[START OF Stored records]

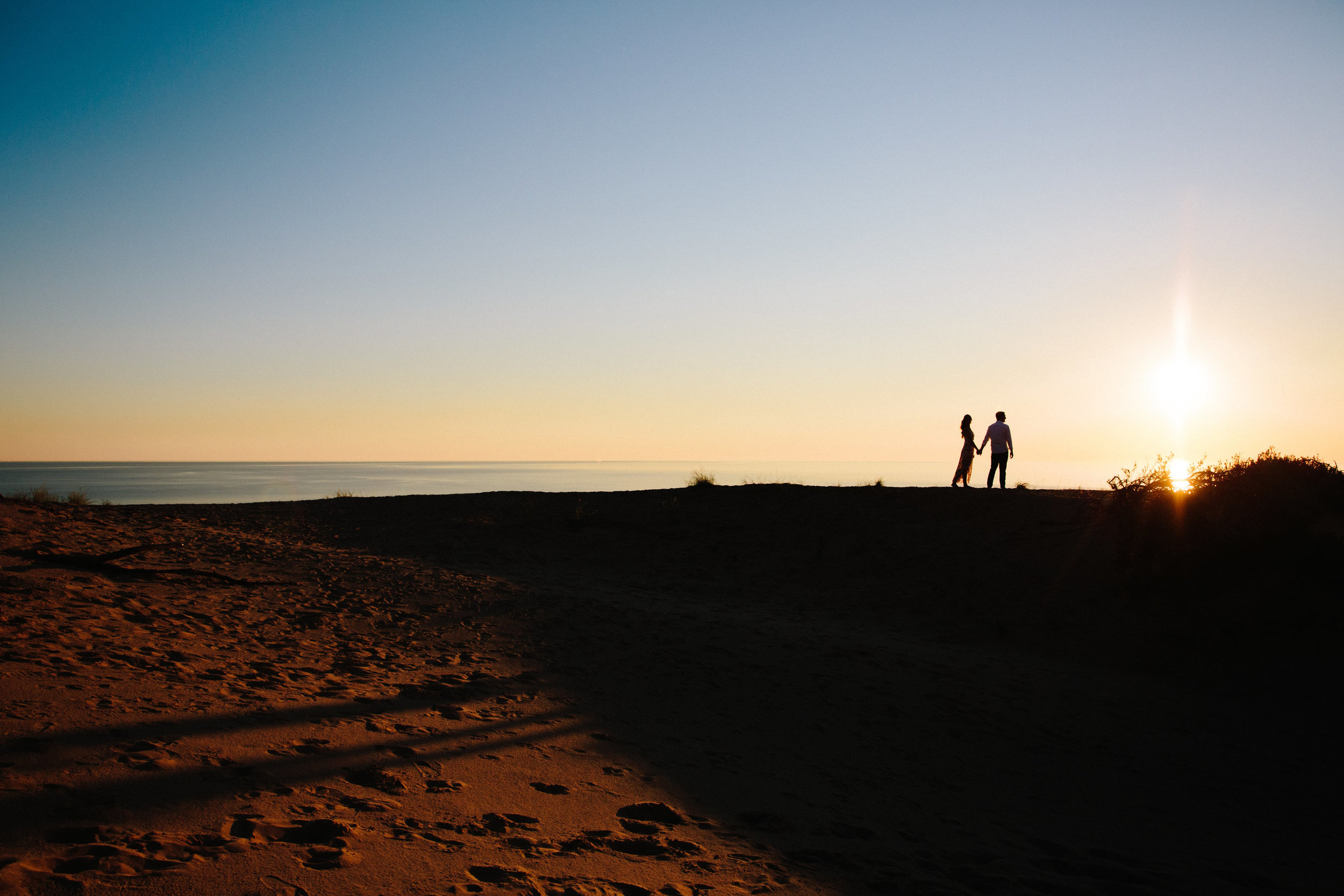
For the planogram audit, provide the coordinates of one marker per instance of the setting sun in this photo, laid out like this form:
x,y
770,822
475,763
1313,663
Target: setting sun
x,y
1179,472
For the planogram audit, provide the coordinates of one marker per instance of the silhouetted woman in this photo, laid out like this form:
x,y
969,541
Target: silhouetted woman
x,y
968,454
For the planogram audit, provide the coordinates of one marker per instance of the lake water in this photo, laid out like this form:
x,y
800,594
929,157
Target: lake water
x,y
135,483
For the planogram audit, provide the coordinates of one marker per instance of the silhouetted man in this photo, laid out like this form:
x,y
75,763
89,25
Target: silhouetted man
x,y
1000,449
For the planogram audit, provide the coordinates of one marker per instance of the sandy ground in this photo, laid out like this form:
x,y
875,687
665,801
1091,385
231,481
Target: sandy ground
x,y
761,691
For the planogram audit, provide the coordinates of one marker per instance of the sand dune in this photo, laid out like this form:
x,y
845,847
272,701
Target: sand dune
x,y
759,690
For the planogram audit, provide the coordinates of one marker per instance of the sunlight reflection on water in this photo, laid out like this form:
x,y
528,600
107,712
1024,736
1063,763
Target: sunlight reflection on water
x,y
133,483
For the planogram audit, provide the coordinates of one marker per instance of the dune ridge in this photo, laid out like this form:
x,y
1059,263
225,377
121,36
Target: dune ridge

[END OF Stored records]

Objective: Reproduce every line of the data above word for word, leaving the pictures out of your answer.

The response:
For the planogram audit, provide the coordinates of one marker per instance of the setting sun in this photo, laid out like this form:
x,y
770,822
475,763
1313,663
Target: setting sun
x,y
1179,472
For the planogram audit, provide the coordinates of one marker per instance of the silhouetted woman in this photo, laid out like this form:
x,y
969,541
Target: silhouetted woman
x,y
968,454
For the planogram audit, provide the coordinates of one marker per instance of the lake water in this photo, laid out like this form:
x,y
800,594
929,157
Target: lake water
x,y
135,483
For the planogram audit, provide the coordinates of one marker per instance of the silhouetted man in this photo, laid out like this form:
x,y
75,763
89,25
Target: silhouetted man
x,y
1000,449
For the planogram audit, provide the coordinates of one marker per instance of the sandy ground in this photo, laid out like this form:
x,y
875,687
665,801
1091,385
231,481
Target: sandy ground
x,y
761,691
For the planogram audit, provide the coordinates of one marker per instance of the sand dune in this photo, laid out like this form:
x,y
845,847
272,701
Target: sand dune
x,y
759,690
For the planogram audit, provide the coordinates of one marker per instance of the sunlight reflection on water in this photo, laid out like this form:
x,y
528,600
107,712
1024,736
1063,763
Target: sunlight reflection on water
x,y
133,483
For the planogram audit, provide the coordinates of one marker per instance of the dune ridge in this photo, laid out like this form:
x,y
1059,263
225,377
121,36
Target: dune ridge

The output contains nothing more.